Records pointing to named objects:
• • •
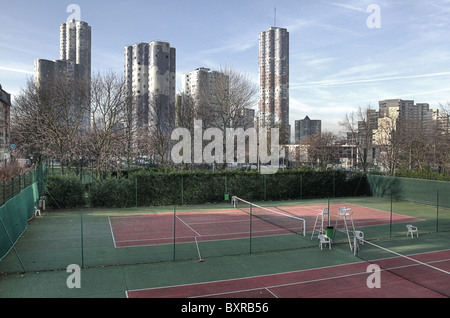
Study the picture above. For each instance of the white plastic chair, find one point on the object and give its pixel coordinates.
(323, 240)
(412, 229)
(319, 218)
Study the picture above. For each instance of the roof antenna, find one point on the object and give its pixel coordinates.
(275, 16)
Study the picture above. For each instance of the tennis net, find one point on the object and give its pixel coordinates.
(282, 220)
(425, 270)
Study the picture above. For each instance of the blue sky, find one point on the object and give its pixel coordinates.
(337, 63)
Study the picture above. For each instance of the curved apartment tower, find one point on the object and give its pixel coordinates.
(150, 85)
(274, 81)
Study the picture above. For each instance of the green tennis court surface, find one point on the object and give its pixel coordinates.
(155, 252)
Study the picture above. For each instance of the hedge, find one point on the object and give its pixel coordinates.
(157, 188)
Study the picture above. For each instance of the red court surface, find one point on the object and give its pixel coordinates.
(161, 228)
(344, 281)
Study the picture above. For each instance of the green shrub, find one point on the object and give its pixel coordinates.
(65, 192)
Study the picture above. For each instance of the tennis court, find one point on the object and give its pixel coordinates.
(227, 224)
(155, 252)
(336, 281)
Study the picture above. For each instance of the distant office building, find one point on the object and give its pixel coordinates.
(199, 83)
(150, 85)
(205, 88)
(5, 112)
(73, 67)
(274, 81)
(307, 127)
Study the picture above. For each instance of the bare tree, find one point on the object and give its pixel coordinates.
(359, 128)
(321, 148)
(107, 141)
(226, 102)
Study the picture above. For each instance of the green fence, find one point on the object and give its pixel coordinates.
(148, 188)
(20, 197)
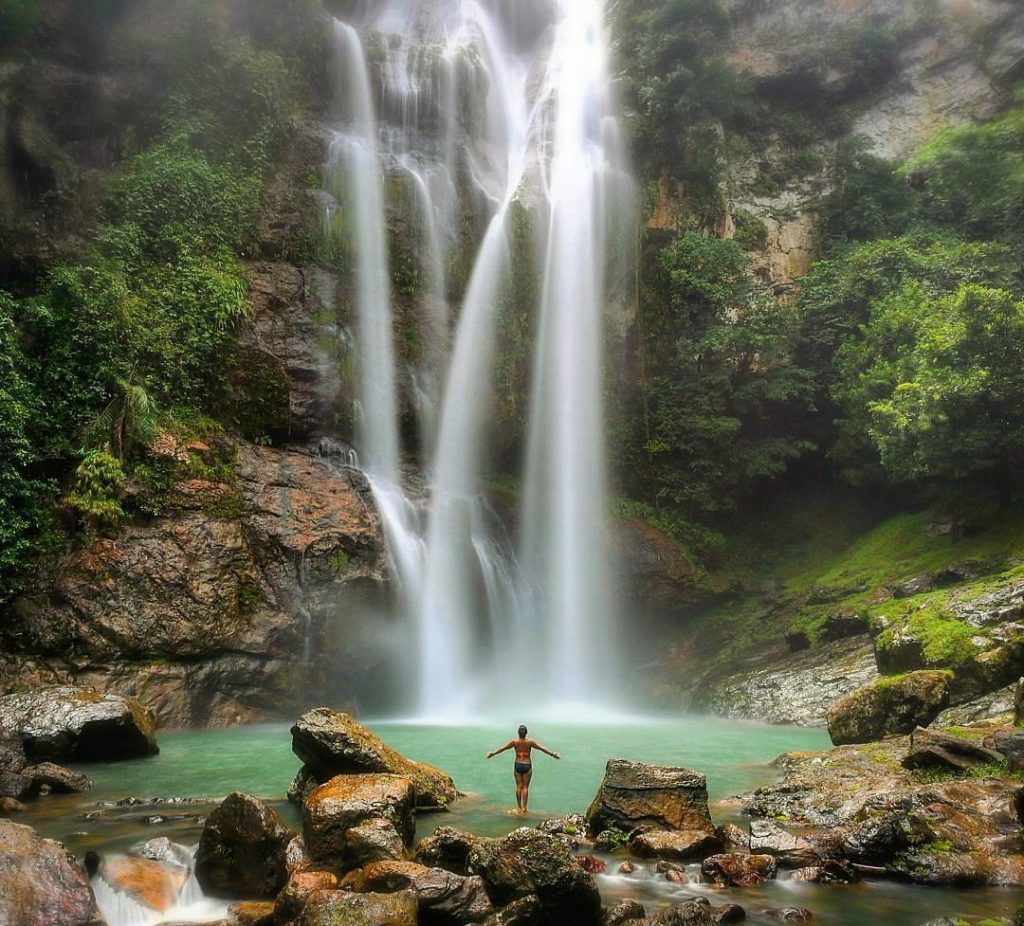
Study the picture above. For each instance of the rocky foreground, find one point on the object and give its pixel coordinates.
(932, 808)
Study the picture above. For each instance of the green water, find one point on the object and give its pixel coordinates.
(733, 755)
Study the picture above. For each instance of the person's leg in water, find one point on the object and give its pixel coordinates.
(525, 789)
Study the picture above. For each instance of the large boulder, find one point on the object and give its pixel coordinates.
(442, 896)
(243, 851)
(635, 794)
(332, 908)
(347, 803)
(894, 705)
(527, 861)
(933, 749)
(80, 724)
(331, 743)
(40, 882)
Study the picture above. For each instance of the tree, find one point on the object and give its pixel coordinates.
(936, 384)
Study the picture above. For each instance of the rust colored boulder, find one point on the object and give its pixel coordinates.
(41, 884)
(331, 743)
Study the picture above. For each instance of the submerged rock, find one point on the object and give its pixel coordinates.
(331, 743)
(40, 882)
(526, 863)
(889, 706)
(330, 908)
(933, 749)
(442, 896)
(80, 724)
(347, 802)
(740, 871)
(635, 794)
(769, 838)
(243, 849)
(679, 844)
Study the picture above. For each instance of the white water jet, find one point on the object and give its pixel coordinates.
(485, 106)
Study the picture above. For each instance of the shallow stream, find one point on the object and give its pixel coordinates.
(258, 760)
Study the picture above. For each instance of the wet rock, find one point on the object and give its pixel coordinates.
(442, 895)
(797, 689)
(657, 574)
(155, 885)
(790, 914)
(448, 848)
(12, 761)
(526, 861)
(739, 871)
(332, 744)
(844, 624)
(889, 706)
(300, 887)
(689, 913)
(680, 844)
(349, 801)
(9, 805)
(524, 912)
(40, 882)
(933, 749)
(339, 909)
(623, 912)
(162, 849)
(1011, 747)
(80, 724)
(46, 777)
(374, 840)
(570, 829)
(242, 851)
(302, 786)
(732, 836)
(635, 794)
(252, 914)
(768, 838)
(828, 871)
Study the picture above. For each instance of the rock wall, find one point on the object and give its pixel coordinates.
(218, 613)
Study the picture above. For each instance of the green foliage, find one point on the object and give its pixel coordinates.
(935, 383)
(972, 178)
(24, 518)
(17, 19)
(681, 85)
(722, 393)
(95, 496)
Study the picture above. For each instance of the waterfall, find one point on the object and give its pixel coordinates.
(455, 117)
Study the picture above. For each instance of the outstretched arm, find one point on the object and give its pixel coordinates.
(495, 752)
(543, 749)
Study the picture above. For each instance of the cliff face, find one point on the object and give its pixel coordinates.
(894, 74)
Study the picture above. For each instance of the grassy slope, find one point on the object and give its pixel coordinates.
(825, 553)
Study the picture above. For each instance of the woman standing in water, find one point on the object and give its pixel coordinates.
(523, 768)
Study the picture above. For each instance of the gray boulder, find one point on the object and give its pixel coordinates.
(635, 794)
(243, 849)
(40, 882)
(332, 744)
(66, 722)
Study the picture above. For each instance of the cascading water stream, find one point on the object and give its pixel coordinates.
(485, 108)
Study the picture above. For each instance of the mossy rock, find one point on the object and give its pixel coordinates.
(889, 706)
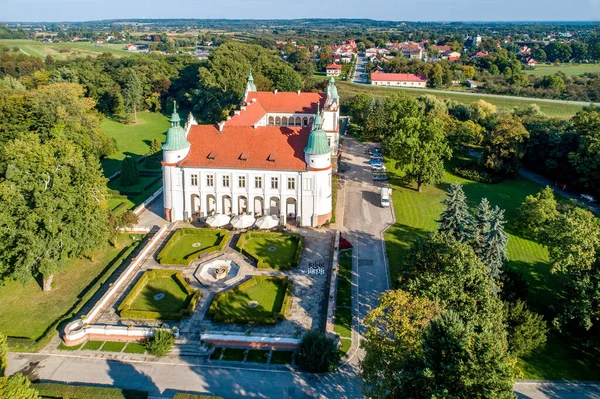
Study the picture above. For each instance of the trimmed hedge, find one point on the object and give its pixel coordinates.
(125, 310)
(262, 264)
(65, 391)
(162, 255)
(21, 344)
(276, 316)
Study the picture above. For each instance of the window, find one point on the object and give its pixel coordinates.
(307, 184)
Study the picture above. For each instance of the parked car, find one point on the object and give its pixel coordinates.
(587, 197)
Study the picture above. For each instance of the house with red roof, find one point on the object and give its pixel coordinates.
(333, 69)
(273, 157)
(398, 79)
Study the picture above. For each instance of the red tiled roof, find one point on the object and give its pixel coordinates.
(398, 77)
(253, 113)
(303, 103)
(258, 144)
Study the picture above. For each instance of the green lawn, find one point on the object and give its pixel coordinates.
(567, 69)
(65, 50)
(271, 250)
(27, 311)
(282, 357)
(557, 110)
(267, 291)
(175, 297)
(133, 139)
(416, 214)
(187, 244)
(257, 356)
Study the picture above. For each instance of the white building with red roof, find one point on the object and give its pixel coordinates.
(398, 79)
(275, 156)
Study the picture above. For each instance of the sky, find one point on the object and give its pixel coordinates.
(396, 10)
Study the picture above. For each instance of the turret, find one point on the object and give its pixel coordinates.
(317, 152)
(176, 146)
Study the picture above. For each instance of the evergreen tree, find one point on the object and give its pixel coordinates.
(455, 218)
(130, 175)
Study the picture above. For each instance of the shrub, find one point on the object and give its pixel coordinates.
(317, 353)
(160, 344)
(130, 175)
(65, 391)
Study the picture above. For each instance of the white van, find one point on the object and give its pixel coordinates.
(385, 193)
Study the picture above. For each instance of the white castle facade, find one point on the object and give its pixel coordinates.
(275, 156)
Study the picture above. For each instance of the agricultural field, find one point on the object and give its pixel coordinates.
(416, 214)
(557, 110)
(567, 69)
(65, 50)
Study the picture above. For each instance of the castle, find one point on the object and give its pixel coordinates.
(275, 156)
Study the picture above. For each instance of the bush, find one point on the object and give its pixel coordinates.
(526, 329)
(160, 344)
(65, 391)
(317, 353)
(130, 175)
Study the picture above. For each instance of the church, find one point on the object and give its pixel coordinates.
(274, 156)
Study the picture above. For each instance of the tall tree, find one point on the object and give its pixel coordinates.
• • •
Exercise directions:
Copy out the records word for word, from the line containing "Study the picture above. For each instance of the castle, find" through the end.

Exercise response:
Study the picture above. For each instance of the castle, find one point on the object and give its pixel coordinates.
(275, 156)
Study the picture above. For each instance of the bush, find one point on the object and give its pixel coordinates.
(526, 329)
(160, 344)
(65, 391)
(317, 353)
(130, 175)
Study the picture above. For each instance of the church, find one point on the object and give its pixel coordinates.
(274, 156)
Study the picture above. For each instance of the tall tree, find one point on the object and give its pixel coordinates.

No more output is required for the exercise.